───── Supplied material

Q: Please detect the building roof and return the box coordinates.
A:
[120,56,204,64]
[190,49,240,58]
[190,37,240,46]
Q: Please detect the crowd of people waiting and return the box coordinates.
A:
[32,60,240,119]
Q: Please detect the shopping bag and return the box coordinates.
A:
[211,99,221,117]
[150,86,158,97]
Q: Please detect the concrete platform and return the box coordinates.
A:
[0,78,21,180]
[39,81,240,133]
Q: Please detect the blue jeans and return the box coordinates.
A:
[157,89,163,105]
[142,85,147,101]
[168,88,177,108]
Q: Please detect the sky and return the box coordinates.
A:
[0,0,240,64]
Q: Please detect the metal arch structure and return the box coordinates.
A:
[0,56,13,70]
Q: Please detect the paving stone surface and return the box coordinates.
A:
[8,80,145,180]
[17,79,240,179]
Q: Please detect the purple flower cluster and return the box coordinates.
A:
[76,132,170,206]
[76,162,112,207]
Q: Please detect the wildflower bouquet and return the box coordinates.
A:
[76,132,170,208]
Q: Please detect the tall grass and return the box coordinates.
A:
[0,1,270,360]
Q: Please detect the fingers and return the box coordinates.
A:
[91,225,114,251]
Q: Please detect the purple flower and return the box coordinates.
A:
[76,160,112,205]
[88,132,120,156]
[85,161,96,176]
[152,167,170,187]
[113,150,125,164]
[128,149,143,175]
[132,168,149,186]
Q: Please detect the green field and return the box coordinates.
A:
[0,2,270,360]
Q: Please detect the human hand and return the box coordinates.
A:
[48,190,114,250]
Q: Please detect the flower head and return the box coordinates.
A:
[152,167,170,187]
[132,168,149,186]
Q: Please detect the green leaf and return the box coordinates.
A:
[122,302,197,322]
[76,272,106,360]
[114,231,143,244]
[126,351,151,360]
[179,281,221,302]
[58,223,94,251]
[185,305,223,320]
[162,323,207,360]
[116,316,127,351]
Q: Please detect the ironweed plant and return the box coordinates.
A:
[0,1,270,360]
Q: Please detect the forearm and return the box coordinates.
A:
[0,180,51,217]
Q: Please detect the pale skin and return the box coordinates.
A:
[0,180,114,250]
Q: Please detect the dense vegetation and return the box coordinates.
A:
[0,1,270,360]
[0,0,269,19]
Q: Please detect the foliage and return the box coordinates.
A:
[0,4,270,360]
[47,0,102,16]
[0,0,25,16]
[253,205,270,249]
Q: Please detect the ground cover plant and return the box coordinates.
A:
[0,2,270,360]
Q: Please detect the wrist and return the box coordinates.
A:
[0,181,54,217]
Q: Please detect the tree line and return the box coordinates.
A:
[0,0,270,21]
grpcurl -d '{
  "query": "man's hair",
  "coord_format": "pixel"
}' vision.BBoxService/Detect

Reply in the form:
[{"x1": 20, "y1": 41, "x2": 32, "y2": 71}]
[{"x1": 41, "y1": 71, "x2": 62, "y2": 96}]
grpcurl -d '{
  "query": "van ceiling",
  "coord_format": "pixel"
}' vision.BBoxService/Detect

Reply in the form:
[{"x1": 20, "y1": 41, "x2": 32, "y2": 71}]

──────────

### What the task requires
Please rewrite everything from the line containing "Q: Please detect the ground" down to the end of the entries as a numbered list, leaving out blank lines.

### The solution
1. Q: Please detect the ground cover plant and return the box coordinates.
2. A:
3. [0,2,270,360]
4. Q: Please detect the wrist and return the box coordinates.
5. A:
6. [0,181,54,217]
7. Q: Please detect the tree line and return the box coordinates.
8. A:
9. [0,0,270,21]
10. grpcurl -d '{
11.   "query": "man's hair",
12.   "coord_format": "pixel"
13. }' vision.BBoxService/Detect
14. Reply in the form:
15. [{"x1": 20, "y1": 41, "x2": 32, "y2": 71}]
16. [{"x1": 41, "y1": 71, "x2": 62, "y2": 96}]
17. grpcurl -d '{
18.   "query": "van ceiling",
19.   "coord_format": "pixel"
20. }' vision.BBoxService/Detect
21. Reply in the form:
22. [{"x1": 20, "y1": 41, "x2": 32, "y2": 71}]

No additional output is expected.